◆ **What the exercise asks**:
Down to the last line, set down the material below exactly; skip the pictures.

◆ **Given information**:
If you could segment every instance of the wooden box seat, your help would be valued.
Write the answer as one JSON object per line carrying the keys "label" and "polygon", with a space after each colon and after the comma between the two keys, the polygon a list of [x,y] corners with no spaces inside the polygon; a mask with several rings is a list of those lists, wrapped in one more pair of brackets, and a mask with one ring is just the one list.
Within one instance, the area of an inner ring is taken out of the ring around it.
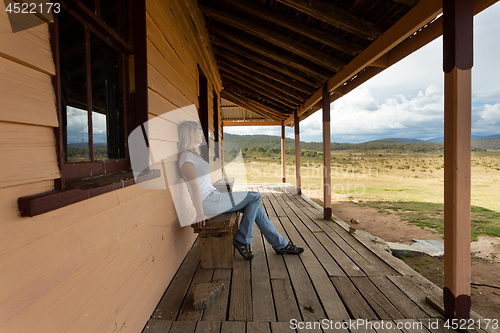
{"label": "wooden box seat", "polygon": [[[219,192],[231,192],[234,178],[221,178],[214,183]],[[200,234],[202,268],[233,268],[233,237],[238,231],[238,212],[220,214],[194,232]]]}

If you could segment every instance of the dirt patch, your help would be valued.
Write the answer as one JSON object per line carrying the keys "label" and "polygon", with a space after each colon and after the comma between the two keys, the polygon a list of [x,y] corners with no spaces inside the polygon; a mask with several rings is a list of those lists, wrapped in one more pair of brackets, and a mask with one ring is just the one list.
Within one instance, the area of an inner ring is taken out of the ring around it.
{"label": "dirt patch", "polygon": [[[311,191],[313,192],[313,191]],[[317,191],[320,192],[320,191]],[[306,194],[321,200],[321,193]],[[357,205],[347,198],[337,195],[332,198],[332,212],[343,221],[356,219],[359,224],[349,223],[355,229],[364,230],[373,236],[390,242],[412,244],[412,239],[434,239],[443,241],[443,235],[432,229],[422,229],[401,221],[396,214],[380,213],[377,209]],[[479,241],[471,244],[472,257],[472,309],[488,319],[500,319],[500,238],[479,236]],[[427,279],[443,288],[444,259],[429,256],[404,258],[404,261]],[[483,284],[475,285],[475,284]]]}

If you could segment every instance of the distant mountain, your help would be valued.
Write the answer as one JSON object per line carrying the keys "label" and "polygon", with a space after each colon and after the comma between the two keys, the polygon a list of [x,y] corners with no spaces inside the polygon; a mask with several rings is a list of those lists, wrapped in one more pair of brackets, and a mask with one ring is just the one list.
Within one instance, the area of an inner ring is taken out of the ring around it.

◆ **Finished exercise**:
If you could segment every instance of the wooden box seat, your help would be valued.
Write the answer as one JSON object per line carrying the keys "label" and "polygon", with a space after each colon and after the comma between the two keys, the polygon a list of [x,y] corners with no spaces inside the polygon; a mask with several rings is a list of those lists, wrapped in one more pair of brackets, and a mask with one ring is just the one list.
Within one instance, the area of an inner ring is taken out of the ring around it.
{"label": "wooden box seat", "polygon": [[[219,192],[231,192],[234,178],[221,178],[214,183]],[[200,234],[202,268],[233,268],[233,237],[238,231],[238,212],[220,214],[194,232]]]}

If you could segment every instance of the dirt patch, your help would be valued.
Write the answer as one JSON object per line carrying the keys "label" and "polygon", with a space after each colon and after the comma between the two keys, the polygon a list of [x,y] corners with no spaces inside the polygon; a mask with several rings is a list of those lists, wrapped in one more pair of brackets, and a mask with one ring is just the one list.
Within one instance, the area of an inner ring is taken out of the ring around it.
{"label": "dirt patch", "polygon": [[[311,191],[313,192],[313,191]],[[317,191],[320,192],[320,191]],[[306,194],[321,200],[321,193]],[[357,205],[347,198],[337,195],[332,198],[332,212],[343,221],[356,219],[359,224],[349,223],[355,229],[364,230],[373,236],[390,242],[412,244],[412,239],[434,239],[443,241],[443,235],[432,229],[422,229],[401,221],[396,214],[380,213],[377,209]],[[479,241],[471,244],[472,257],[472,309],[488,319],[500,319],[500,238],[479,236]],[[427,279],[443,288],[444,259],[429,256],[404,258],[404,261]],[[483,284],[475,285],[475,284]]]}

If you could segment every instance of the distant mountain, your help would be valued.
Write the answer as one JSON object per line carrying the keys "label" and "polygon", with a space after each colon and after the comma between the two keys, the polygon a list of [x,y] corners with no spaces inside the polygon; a mask with several rings is a list of those lists, wrapped in one more pair of brackets, and a mask with one ring is just the one list.
Within one instance, the area of an inner ring is taken out of the ring around it.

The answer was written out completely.